■ **Aangeleverd fragment**
▼

‘Drie maanden na aardbeving leven kinderen nog in angst’
Drie maanden na de aardbeving in Nepal leven nog veel kinderen in angst. Dat blijkt uit een onderzoek van vier ngo’s, Plan International, Save the Children, Unicef en World Vision International Nepal.
Veel kinderen leven nog in angst na een aardbeving vanwege de vele doden onder familie en vrienden, de verwoesting van huizen en gemeenschappen, en de onzekerheid over hun toekomst. Ook maken ze zich zorgen over hun veiligheid en over bescherming.
De vier organisaties bevroegen eind mei en begin juni achttienhonderd kinderen in veertien districten in de ergst getroffen regio’s. Volgens de vier is het de eerste keer dat kinderen in een dergelijke noodsituatie worden bevraagd. Een dergelijke bevraging biedt de kans om bij de hulpverlening en wederopbouw beter rekening te houden met hun noden, klinkt het.

▲

■ **Opdracht 1**
Hoeveel kinderen werden volgens het bericht over de aardbeving in Nepal door de vier organisaties bevraagd?
■ **Opdracht 2**
Verander het bericht over de aardbeving in Nepal van "Veel kinderen leven" tot en met "noden, klinkt het." door "organisaties" te vervangen door "hulporganisaties", en geef die passage zo opnieuw weer.
■ **Opdracht 3**
Zet het bericht over de aardbeving in Nepal voort vanaf het punt waar het stopt.
De vermeldingen hieronder staan los van het bericht over de aardbeving in Nepal.

Vermeldingen met omtrekannotaties
▼

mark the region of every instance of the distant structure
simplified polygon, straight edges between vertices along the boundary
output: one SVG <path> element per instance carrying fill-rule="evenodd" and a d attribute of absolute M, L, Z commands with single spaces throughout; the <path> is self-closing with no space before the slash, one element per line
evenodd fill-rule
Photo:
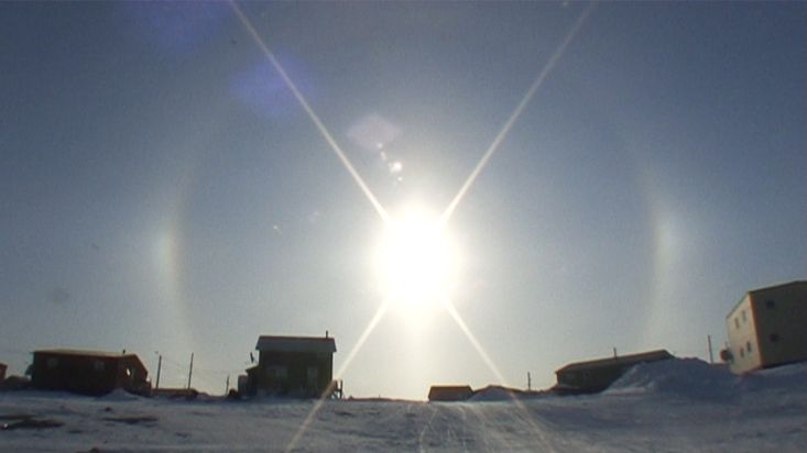
<path fill-rule="evenodd" d="M 729 347 L 720 357 L 734 373 L 807 360 L 807 281 L 748 291 L 726 329 Z"/>
<path fill-rule="evenodd" d="M 137 354 L 43 350 L 34 352 L 31 385 L 84 395 L 105 395 L 116 388 L 148 395 L 148 375 Z"/>
<path fill-rule="evenodd" d="M 433 385 L 428 390 L 429 401 L 465 401 L 472 396 L 468 385 Z"/>
<path fill-rule="evenodd" d="M 330 396 L 336 342 L 327 336 L 271 336 L 258 339 L 258 365 L 239 378 L 242 395 L 291 397 Z"/>
<path fill-rule="evenodd" d="M 666 350 L 629 355 L 615 355 L 587 362 L 570 363 L 555 372 L 557 384 L 553 390 L 559 394 L 591 394 L 602 391 L 619 379 L 633 365 L 675 358 Z"/>

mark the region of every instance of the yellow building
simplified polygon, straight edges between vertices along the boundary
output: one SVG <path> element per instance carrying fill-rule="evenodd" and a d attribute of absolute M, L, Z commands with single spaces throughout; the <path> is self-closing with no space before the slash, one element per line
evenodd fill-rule
<path fill-rule="evenodd" d="M 753 289 L 726 317 L 734 373 L 807 360 L 807 281 Z"/>

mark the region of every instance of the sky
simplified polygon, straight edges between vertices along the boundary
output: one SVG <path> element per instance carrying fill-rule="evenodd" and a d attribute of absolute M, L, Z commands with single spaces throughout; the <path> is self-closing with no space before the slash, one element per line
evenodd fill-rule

▲

■ **Antwoord 1**
Achttienhonderd kinderen.

■ **Antwoord 2**
Veel kinderen leven nog in angst na een aardbeving vanwege de vele doden onder familie en vrienden, de verwoesting van huizen en gemeenschappen, en de onzekerheid over hun toekomst. Ook maken ze zich zorgen over hun veiligheid en over bescherming.
De vier hulporganisaties bevroegen eind mei en begin juni achttienhonderd kinderen in veertien districten in de ergst getroffen regio’s. Volgens de vier is het de eerste keer dat kinderen in een dergelijke noodsituatie worden bevraagd. Een dergelijke bevraging biedt de kans om bij de hulpverlening en wederopbouw beter rekening te houden met hun noden, klinkt het.

■ **Antwoord 3**
Nood aan basisbehoeften
Uit het onderzoek kwam niet alleen naar voor dat de kinderen nog met grote angst leven. De kinderen die deelnamen aan het onderzoek gaven ook aan dat ze vooral willen dat scholen en huizen worden heropgebouwd, en dat ze toegang krijgen tot veilig water, sanitair en gezondheidszorg. “Duizenden kinderen leven nog steeds in propvolle tenten, zonder drinkwater of sanitair”, zegt Paolo Lubrano, verantwoordelijke noodhulp van Plan International in Nepal, in een persbericht.
De noden blijven dus groot, hoewel al honderdduizenden Nepalezen geholpen werden. En omdat de verwoesting zo groot was, zal de wederopbouw nog jaren in beslag nemen. De vier ngo’s pleiten er daarom voor om in een overgangsfase meer in te zetten op duurzame tijdelijke oplossingen. Die moeten kinderen en hun families toegang bieden tot geschikte huisvesting, onderwijs, gezondheidszorg en levensnoodzakelijke middelen.(Belga/NS)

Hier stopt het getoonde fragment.